:: EXTRACTED TEXT

I don’t know what to do. This blog is a personal comment. I am encouraging any comments or suggestions.
So- Do I get my degree quickly and efficiently from an on-line University; or do I stick it out at the big school? I am actually enrolled in Eastern Michigan University and I haven’t even applied to U of M yet. Sheesh! I don’t want to give up on that. We all know that I am on the plateau of seasons in my life. I’m not in my youthful up-hill battle. I’m not all grey yet either, more years passed then left to me. I’m on this plain. And I can see everything ahead of me and behind me here.
So really, dear reader, it’s a matter of my balls. Do I have enough to say, “This will be really hard! Bring it on!” ? Do I? Do you?
I believe I do. The extra cool thing I like about me being Christian is that I honestly believe that God told me he wants me to be a Social Worker. And if I’m in God’s plan nothing can stop me. On a less spiritual note, I have A+ all of my psychology courses.
On a more spiritual note, I can probably find people at my church going that way.

::::
:: EXTRACTED INFORMATION

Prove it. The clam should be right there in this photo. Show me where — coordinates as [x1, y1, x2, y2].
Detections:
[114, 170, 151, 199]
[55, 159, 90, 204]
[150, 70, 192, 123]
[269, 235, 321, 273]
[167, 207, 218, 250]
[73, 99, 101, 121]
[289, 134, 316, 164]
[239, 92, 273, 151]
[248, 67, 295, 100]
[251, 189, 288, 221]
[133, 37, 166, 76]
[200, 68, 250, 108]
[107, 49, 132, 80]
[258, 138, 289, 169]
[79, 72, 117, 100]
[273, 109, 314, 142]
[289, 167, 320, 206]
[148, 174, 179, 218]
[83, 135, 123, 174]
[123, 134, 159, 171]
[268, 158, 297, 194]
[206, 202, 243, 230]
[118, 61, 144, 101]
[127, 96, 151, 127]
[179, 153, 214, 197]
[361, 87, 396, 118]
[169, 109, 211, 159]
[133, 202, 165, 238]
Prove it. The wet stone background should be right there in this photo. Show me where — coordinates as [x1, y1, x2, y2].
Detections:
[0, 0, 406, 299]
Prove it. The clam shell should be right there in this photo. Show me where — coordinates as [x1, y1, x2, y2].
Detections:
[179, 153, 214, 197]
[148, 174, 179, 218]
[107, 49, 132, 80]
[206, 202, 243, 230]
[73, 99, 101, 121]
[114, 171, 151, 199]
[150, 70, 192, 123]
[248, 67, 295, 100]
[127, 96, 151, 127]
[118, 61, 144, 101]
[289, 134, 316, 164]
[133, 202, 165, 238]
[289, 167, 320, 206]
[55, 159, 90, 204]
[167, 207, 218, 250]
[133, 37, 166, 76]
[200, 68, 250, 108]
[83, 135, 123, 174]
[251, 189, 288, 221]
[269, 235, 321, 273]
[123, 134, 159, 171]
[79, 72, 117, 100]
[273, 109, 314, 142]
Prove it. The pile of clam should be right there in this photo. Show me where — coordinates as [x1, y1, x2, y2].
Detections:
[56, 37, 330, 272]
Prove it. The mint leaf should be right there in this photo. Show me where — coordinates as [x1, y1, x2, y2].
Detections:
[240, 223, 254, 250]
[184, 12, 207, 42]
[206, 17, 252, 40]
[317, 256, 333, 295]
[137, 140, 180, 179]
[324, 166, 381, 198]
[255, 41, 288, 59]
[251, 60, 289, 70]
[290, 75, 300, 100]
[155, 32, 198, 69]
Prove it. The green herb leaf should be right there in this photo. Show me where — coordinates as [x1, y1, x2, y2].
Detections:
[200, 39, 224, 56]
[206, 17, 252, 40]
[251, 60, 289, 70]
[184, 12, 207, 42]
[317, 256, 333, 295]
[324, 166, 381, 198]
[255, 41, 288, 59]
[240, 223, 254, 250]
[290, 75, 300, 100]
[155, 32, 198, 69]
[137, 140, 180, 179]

::::

● **TASKS**:
1. Answer these questions using the blog post.
(a) Which university is the writer currently enrolled in?
(b) What does the writer believe God wants them to be?
(c) Where does the writer think they can probably find people going the same way?
2. Retype the blog post from "I don’t know" to "behind me here.".

● **ANSWERS BY TASK**:
1.
(a) Eastern Michigan University
(b) A Social Worker
(c) At their church

2.
I don’t know what to do. This blog is a personal comment. I am encouraging any comments or suggestions.
So- Do I get my degree quickly and efficiently from an on-line University; or do I stick it out at the big school? I am actually enrolled in Eastern Michigan University and I haven’t even applied to U of M yet. Sheesh! I don’t want to give up on that. We all know that I am on the plateau of seasons in my life. I’m not in my youthful up-hill battle. I’m not all grey yet either, more years passed then left to me. I’m on this plain. And I can see everything ahead of me and behind me here.